**Problem description:**
Find the line holding "Query: man's dark hair" in the entries below. Give it again exactly, along with every line after it up to and including the line holding "Query: man's tattooed arm".

□ □ □

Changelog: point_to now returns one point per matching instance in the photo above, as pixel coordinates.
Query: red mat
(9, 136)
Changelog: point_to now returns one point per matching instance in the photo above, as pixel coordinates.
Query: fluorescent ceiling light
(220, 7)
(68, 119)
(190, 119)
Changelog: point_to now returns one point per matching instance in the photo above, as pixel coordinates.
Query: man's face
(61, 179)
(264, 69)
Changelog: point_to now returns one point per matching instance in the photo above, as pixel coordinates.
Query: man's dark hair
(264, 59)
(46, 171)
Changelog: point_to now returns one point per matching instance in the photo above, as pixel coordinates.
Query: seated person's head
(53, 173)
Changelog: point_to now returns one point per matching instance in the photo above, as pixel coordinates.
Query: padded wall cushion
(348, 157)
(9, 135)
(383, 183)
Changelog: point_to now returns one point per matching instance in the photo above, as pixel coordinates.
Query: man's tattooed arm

□ □ □

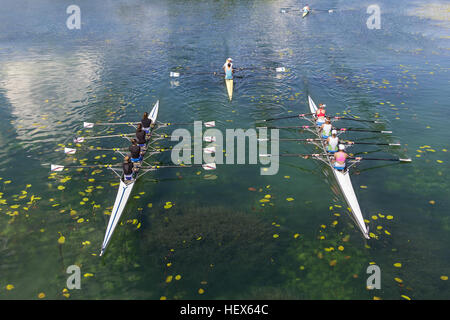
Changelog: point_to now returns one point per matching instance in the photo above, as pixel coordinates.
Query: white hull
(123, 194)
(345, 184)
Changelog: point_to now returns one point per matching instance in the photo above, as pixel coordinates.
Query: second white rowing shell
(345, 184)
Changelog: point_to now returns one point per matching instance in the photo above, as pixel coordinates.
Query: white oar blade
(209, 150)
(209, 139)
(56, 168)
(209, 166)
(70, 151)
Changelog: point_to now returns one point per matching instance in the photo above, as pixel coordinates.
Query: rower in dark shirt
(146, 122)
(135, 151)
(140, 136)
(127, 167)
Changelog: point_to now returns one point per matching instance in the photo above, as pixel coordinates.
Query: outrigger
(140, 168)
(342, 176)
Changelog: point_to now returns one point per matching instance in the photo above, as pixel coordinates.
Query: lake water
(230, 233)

□ □ □

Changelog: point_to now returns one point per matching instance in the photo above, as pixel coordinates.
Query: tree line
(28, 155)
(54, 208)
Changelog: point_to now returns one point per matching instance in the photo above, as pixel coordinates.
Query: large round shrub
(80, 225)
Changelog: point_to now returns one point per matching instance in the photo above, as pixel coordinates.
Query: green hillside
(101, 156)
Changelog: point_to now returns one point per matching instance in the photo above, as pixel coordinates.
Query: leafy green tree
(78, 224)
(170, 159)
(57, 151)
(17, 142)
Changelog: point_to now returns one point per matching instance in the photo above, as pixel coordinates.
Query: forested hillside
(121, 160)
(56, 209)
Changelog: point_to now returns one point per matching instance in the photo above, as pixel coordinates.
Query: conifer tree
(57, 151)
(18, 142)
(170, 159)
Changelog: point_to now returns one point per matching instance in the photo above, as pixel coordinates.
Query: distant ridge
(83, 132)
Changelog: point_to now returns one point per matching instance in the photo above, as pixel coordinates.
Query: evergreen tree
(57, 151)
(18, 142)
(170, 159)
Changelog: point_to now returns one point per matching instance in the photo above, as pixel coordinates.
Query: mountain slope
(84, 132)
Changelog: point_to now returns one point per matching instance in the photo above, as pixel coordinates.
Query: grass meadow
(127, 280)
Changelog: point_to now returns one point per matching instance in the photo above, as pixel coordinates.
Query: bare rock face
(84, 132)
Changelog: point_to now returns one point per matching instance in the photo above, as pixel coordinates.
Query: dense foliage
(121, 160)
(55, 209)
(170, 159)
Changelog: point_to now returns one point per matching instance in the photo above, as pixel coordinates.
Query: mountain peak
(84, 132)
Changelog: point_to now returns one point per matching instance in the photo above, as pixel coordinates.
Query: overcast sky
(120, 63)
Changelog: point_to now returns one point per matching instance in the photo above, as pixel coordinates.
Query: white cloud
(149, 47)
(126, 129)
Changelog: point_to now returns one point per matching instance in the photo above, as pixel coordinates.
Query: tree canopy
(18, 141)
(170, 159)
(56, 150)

□ □ □

**Written solution:**
Query: man's dark hair
(264, 59)
(46, 171)
Changelog: point_to now returns one point per matching instance in the photo above, as pixel coordinates.
Query: seated person's head
(53, 173)
Changelog: point_to now returns one point per matching instance in the photo above, as pixel coordinates.
Query: padded wall cushion
(348, 157)
(9, 135)
(383, 183)
Changelog: point_to now returns one point per matching instance in the photo above, as pixel coordinates.
Query: man's tattooed arm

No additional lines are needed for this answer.